#### Data supplied ####

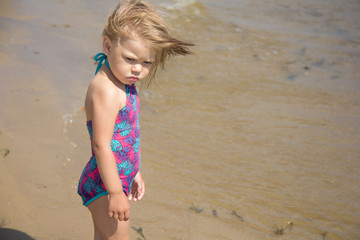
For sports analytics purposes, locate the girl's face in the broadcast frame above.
[104,37,155,85]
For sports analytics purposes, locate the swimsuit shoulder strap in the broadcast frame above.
[94,53,111,75]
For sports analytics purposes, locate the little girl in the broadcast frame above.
[78,0,192,240]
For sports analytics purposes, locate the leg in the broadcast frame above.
[88,195,130,240]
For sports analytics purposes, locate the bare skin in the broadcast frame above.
[85,34,155,240]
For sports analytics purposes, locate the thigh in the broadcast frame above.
[88,195,130,240]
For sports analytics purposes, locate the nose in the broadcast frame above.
[131,64,142,73]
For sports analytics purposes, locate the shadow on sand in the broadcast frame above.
[0,228,35,240]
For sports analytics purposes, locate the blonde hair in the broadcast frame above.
[102,0,194,84]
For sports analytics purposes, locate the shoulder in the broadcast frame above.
[85,74,126,117]
[88,76,124,105]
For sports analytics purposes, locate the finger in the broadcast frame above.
[112,213,119,220]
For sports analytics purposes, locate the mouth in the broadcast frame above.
[128,77,139,82]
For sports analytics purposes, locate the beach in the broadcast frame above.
[0,0,360,240]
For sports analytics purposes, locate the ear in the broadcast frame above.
[103,36,111,55]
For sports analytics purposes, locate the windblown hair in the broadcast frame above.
[103,0,194,83]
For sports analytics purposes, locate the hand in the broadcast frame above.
[129,171,145,201]
[108,192,130,221]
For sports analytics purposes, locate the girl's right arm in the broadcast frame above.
[90,82,130,221]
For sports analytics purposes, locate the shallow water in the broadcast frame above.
[0,0,360,239]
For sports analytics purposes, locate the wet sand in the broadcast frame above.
[0,0,360,240]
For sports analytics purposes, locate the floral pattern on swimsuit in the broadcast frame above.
[78,85,140,206]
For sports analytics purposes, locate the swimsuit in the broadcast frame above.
[78,54,140,206]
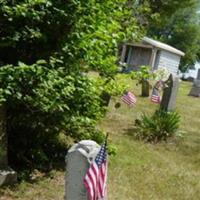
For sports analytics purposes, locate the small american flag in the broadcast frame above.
[121,92,137,106]
[83,142,107,200]
[151,88,161,103]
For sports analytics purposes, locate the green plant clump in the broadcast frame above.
[135,109,180,143]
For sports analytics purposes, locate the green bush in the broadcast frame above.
[135,109,180,143]
[0,0,143,172]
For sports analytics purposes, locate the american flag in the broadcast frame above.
[121,92,137,106]
[83,142,107,200]
[151,88,161,103]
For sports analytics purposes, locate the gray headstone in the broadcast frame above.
[197,69,200,80]
[65,140,100,200]
[160,74,179,111]
[0,106,17,186]
[141,80,150,97]
[189,69,200,97]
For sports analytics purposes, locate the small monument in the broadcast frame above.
[0,106,17,186]
[189,69,200,97]
[160,74,179,111]
[65,140,100,200]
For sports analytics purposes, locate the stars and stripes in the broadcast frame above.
[83,142,107,200]
[151,88,161,103]
[121,92,137,106]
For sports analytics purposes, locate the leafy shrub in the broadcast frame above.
[0,0,143,172]
[135,109,180,142]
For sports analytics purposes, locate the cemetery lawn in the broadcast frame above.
[0,75,200,200]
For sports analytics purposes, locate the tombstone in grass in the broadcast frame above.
[65,140,100,200]
[160,74,179,111]
[101,91,111,106]
[0,106,17,186]
[189,69,200,97]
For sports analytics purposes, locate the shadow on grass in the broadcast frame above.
[0,159,65,194]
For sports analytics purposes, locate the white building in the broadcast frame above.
[121,37,185,74]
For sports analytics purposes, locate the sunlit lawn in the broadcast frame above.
[0,77,200,200]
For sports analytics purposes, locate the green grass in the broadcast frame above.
[0,74,200,200]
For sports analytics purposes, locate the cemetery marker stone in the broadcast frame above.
[189,69,200,97]
[160,74,179,111]
[65,140,100,200]
[0,106,17,186]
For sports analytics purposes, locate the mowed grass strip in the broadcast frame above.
[0,75,200,200]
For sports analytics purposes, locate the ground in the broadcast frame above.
[0,77,200,200]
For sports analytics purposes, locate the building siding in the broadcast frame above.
[156,50,181,74]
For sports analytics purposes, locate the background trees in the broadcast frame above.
[0,0,142,169]
[139,0,200,71]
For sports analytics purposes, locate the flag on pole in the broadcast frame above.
[151,88,161,103]
[83,142,107,200]
[121,92,137,106]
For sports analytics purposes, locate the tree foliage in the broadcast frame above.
[0,0,143,168]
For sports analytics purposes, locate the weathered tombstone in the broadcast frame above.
[65,140,100,200]
[160,74,179,111]
[141,80,150,97]
[101,91,111,106]
[0,106,17,186]
[189,69,200,97]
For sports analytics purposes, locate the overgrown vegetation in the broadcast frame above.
[0,0,143,169]
[135,109,180,143]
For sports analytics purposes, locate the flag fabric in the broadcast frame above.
[83,142,107,200]
[151,88,161,103]
[121,92,137,106]
[154,80,164,90]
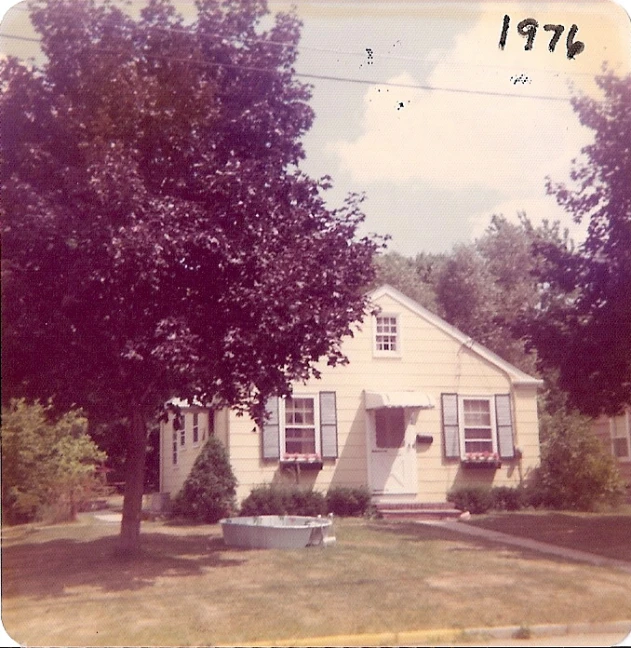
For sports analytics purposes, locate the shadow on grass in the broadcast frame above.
[2,533,245,598]
[362,522,564,562]
[470,511,631,562]
[362,511,631,562]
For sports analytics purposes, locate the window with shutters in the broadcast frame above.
[373,313,401,357]
[441,394,515,467]
[609,410,631,460]
[262,392,337,464]
[460,398,497,457]
[284,396,316,455]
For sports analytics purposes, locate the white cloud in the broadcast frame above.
[330,9,600,197]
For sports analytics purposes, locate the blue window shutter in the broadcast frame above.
[320,392,338,459]
[495,394,515,459]
[263,396,280,459]
[440,394,460,459]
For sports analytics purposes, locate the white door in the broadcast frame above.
[368,407,418,495]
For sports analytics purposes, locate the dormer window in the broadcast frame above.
[373,313,401,356]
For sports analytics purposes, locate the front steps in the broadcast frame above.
[375,501,462,520]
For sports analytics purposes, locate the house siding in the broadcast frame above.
[592,408,631,492]
[160,294,539,503]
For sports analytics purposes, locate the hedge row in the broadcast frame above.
[240,486,370,516]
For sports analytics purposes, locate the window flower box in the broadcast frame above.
[280,452,322,470]
[461,452,502,470]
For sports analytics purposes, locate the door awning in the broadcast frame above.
[366,391,434,409]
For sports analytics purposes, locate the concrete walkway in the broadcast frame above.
[249,621,631,648]
[416,520,631,574]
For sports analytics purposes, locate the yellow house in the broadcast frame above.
[592,406,631,497]
[160,286,541,505]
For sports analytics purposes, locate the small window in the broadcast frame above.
[610,412,631,459]
[172,430,177,466]
[373,314,401,356]
[375,407,405,448]
[285,396,316,455]
[193,412,199,445]
[462,398,495,454]
[208,410,217,436]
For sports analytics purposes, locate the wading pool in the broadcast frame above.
[220,515,335,549]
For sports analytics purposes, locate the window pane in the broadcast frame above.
[285,427,315,454]
[463,399,491,427]
[464,439,493,452]
[375,407,405,448]
[613,437,629,457]
[375,317,397,351]
[464,428,492,441]
[285,398,315,425]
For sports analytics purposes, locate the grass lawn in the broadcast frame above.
[469,506,631,562]
[2,515,631,646]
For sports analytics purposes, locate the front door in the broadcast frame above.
[368,407,418,495]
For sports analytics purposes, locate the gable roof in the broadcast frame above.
[368,284,543,387]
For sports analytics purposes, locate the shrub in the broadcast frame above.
[326,486,371,516]
[448,486,528,514]
[447,487,492,514]
[491,486,527,511]
[173,436,237,524]
[529,410,624,511]
[239,485,326,516]
[2,399,106,524]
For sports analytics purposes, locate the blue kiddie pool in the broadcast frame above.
[219,515,335,549]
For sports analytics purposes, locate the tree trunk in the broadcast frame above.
[120,407,147,558]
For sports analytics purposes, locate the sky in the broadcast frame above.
[0,0,631,256]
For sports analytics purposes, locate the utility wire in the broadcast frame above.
[0,33,571,101]
[0,2,594,77]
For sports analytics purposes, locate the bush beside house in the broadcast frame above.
[240,485,370,516]
[173,436,237,524]
[1,399,106,524]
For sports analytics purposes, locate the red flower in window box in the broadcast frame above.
[283,452,322,463]
[462,451,502,468]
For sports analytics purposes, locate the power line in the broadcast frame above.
[0,34,571,101]
[0,1,594,77]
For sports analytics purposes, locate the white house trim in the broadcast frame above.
[368,284,543,387]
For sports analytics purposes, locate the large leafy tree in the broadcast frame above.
[527,72,631,416]
[0,0,381,553]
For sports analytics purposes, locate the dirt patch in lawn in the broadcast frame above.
[2,520,631,646]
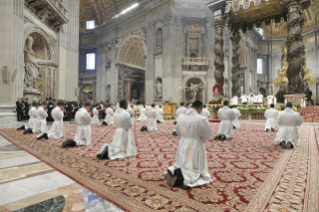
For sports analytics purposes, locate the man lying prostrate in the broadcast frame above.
[275,102,303,149]
[201,105,210,119]
[264,104,279,132]
[214,100,236,141]
[62,102,92,148]
[232,105,241,129]
[97,100,137,160]
[17,103,41,134]
[166,101,213,190]
[101,107,114,126]
[172,102,187,136]
[47,101,65,139]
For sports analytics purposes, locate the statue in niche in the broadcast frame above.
[24,36,40,88]
[186,83,203,104]
[156,29,163,50]
[156,80,162,99]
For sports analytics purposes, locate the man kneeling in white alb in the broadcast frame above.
[264,104,279,132]
[48,102,65,139]
[97,100,137,160]
[62,102,92,148]
[101,106,114,126]
[17,103,41,134]
[166,101,213,190]
[214,100,236,141]
[274,102,303,149]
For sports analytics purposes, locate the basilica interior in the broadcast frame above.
[0,0,319,212]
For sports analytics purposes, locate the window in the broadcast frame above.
[257,58,263,74]
[86,53,95,70]
[86,20,95,29]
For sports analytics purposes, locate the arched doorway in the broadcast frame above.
[117,35,146,102]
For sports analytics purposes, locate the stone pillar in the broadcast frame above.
[284,0,306,93]
[230,28,241,96]
[213,11,225,94]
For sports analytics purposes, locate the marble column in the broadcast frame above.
[284,0,306,93]
[230,28,241,96]
[213,12,225,94]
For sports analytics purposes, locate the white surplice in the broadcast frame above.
[232,108,241,129]
[274,108,303,148]
[264,108,279,131]
[218,106,236,139]
[104,107,114,125]
[48,107,64,139]
[73,108,92,146]
[137,107,147,122]
[147,107,157,131]
[201,107,210,119]
[156,108,165,123]
[267,95,274,105]
[25,107,41,131]
[98,108,137,160]
[92,107,100,124]
[32,106,48,136]
[168,108,213,187]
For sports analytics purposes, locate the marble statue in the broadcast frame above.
[186,83,202,104]
[156,81,162,98]
[24,36,40,88]
[156,29,163,49]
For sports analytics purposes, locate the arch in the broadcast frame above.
[24,23,55,60]
[117,35,147,70]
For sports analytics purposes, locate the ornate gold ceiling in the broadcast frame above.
[80,0,136,25]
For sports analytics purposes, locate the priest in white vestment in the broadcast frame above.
[32,101,48,140]
[214,100,236,141]
[200,105,210,119]
[62,102,92,148]
[264,104,279,132]
[97,100,137,160]
[173,102,187,136]
[101,106,114,126]
[156,105,165,123]
[167,101,213,190]
[232,106,241,129]
[147,104,157,131]
[137,105,147,122]
[92,107,100,124]
[17,103,41,134]
[48,102,65,139]
[274,102,303,149]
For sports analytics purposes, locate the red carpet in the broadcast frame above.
[0,121,319,212]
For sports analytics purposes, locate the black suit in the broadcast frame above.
[16,101,23,121]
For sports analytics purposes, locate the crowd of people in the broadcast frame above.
[17,99,302,190]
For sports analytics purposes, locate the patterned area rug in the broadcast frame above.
[0,121,319,212]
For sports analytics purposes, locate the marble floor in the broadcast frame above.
[0,121,122,212]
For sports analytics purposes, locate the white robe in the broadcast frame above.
[98,108,137,160]
[267,95,274,105]
[48,107,64,139]
[218,106,236,139]
[74,108,92,146]
[232,108,241,129]
[156,108,165,123]
[264,108,279,131]
[104,107,114,125]
[274,108,303,148]
[92,107,100,124]
[168,109,213,187]
[32,106,48,136]
[25,107,41,131]
[201,107,210,119]
[137,107,147,122]
[147,108,157,131]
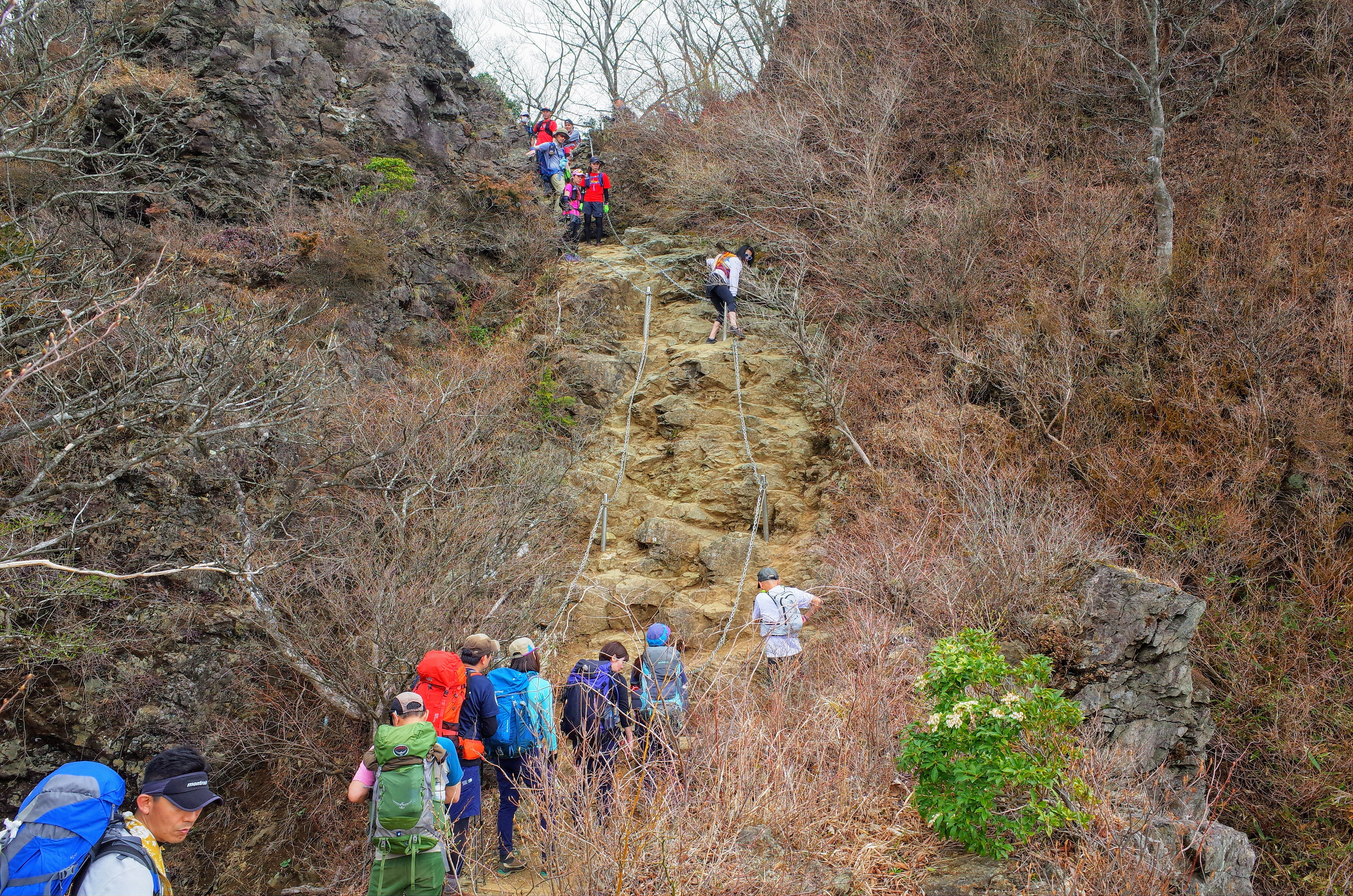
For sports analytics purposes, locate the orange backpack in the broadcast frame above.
[414,650,484,759]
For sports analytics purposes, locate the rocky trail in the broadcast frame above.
[476,227,834,893]
[538,227,832,666]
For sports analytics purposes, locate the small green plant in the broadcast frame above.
[465,323,492,349]
[530,367,575,426]
[897,629,1089,858]
[352,156,415,203]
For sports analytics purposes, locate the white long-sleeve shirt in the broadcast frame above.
[705,254,743,296]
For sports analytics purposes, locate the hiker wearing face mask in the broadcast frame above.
[559,642,634,817]
[705,243,756,345]
[530,107,559,146]
[72,746,220,896]
[752,566,823,685]
[526,131,568,212]
[560,118,583,156]
[583,156,610,245]
[446,633,501,892]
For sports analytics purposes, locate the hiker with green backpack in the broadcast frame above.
[348,690,461,896]
[484,637,559,877]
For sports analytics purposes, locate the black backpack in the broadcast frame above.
[559,659,620,738]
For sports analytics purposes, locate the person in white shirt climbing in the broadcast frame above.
[752,566,823,686]
[705,243,756,344]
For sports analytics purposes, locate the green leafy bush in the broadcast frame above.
[530,368,575,426]
[352,156,417,203]
[897,629,1089,858]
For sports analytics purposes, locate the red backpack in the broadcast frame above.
[414,650,465,740]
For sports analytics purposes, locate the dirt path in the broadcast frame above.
[538,229,831,666]
[478,227,832,893]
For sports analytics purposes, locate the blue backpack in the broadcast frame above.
[484,667,543,757]
[0,762,160,896]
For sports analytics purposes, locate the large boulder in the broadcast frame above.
[1055,563,1254,896]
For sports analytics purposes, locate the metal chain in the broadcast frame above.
[541,225,770,670]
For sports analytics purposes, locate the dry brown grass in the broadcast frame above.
[608,0,1353,893]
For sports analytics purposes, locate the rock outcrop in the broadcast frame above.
[1032,564,1254,896]
[142,0,525,217]
[536,227,835,666]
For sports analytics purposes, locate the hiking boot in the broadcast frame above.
[494,855,526,876]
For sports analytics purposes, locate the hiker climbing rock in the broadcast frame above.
[348,690,461,896]
[705,243,756,344]
[526,131,568,212]
[563,168,585,250]
[484,637,559,876]
[560,118,583,156]
[530,106,559,146]
[559,642,634,820]
[66,746,220,896]
[446,635,499,889]
[583,156,610,245]
[630,623,690,784]
[752,566,823,685]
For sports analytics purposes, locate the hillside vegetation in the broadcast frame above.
[609,0,1353,893]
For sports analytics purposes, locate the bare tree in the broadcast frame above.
[640,0,785,115]
[1035,0,1295,278]
[487,38,582,114]
[526,0,658,100]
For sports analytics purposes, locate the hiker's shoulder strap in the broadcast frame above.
[66,834,164,896]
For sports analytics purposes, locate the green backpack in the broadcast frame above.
[364,721,445,855]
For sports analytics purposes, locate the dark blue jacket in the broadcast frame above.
[459,669,498,768]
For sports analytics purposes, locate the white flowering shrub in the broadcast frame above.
[897,629,1089,858]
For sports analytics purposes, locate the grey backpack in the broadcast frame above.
[639,647,686,712]
[761,585,804,636]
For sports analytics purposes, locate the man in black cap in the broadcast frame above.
[72,747,220,896]
[752,566,823,685]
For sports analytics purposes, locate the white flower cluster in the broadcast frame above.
[921,694,1024,732]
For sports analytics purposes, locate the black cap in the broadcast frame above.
[141,771,220,812]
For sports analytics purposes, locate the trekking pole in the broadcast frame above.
[601,494,610,554]
[756,474,770,544]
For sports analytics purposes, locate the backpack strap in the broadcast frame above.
[69,835,164,896]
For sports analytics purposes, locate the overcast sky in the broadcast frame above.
[437,0,610,123]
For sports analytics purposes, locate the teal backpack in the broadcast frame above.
[484,667,543,757]
[364,721,444,855]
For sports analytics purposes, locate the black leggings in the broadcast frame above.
[705,283,737,323]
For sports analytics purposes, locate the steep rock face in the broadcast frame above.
[1066,564,1254,896]
[536,227,839,663]
[1067,566,1215,774]
[147,0,524,217]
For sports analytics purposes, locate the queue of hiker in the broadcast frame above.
[518,107,610,248]
[0,567,821,896]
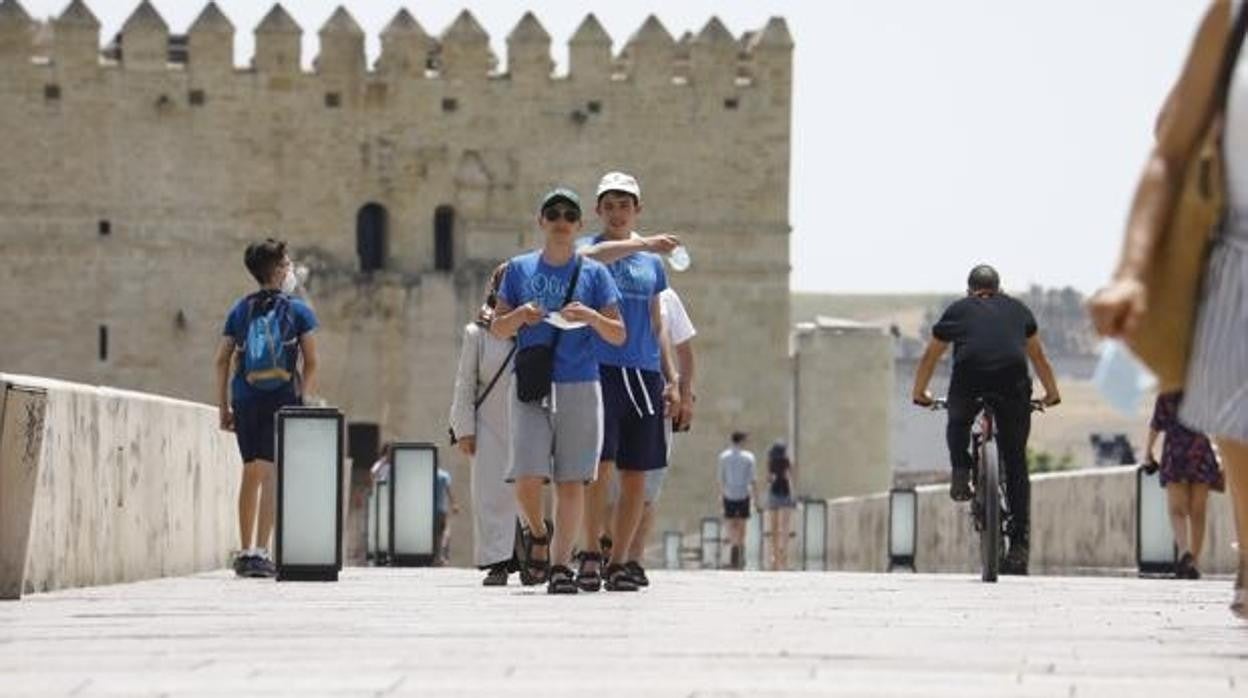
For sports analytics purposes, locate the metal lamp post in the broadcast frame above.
[276,407,343,582]
[663,531,684,569]
[389,443,438,567]
[889,487,919,572]
[801,499,827,569]
[701,516,723,569]
[1136,468,1178,574]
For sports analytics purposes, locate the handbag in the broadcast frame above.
[447,342,515,446]
[515,255,580,402]
[1124,7,1248,392]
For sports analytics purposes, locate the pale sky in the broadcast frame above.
[21,0,1208,292]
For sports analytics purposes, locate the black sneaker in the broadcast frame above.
[1174,553,1201,579]
[242,554,277,579]
[480,562,512,587]
[948,468,975,502]
[624,561,650,587]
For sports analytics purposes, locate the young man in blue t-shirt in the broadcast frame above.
[578,172,680,591]
[490,189,626,593]
[216,238,317,577]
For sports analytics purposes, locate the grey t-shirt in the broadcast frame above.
[719,446,755,501]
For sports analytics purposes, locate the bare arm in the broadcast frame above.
[215,337,235,431]
[650,293,680,417]
[1090,0,1232,337]
[451,325,484,444]
[300,332,321,398]
[578,235,680,265]
[910,337,948,407]
[676,340,696,428]
[1027,333,1062,407]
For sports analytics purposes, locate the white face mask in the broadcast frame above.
[282,265,300,293]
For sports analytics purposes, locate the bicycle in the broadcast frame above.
[931,397,1045,582]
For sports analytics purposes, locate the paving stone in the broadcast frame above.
[0,568,1248,698]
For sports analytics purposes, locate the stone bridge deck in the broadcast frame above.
[0,568,1248,698]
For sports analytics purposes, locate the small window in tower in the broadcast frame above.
[356,204,389,273]
[433,206,456,271]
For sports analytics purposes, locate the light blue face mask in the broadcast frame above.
[1092,340,1157,417]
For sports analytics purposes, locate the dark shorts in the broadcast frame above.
[724,497,750,518]
[233,391,302,463]
[599,363,668,471]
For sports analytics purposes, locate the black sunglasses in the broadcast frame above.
[542,207,580,224]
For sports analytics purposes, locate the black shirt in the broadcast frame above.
[932,293,1037,382]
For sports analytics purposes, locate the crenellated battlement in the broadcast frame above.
[0,0,792,86]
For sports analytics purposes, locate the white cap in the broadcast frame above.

####

» **Exercise task**
Duplicate the lines above from the start of the records up to and including the line with "[128,77,139,82]". Leave the pictures out of your answer.

» **Answer for the task**
For sports analytics purposes, locate the girl's face in the broadcast frame above.
[104,37,155,85]
For sports analytics purposes, locate the swimsuit shoulder strap in the broadcast frame above.
[94,53,111,75]
For sports analytics purposes, locate the little girl in the broadcast frame above.
[78,0,192,240]
For sports analytics purposes, locate the leg in the broadcast frame above.
[88,195,130,240]
For sports analytics purposes, locate the bare skin in the broadcast frame above.
[85,34,155,240]
For sports analytics purposes, locate the thigh in the broadcast frame above.
[88,195,130,240]
For sports analytics purposes, locate the nose in the broadcast frame above.
[131,64,142,73]
For sports analytics purposes, locate the shadow on sand in the broadcast frame above.
[0,228,35,240]
For sports analytics purposes, locate the blonde hair in the broadcast frame above.
[102,0,194,84]
For sports analytics purposes, locate the shoulder in the broadcast frame above.
[85,74,126,117]
[88,76,124,105]
For sports analytics purposes, locate the finger in the broadcast frame above.
[112,213,119,220]
For sports analytics purposes, locate the mouth in the broadcast frame above.
[128,77,139,82]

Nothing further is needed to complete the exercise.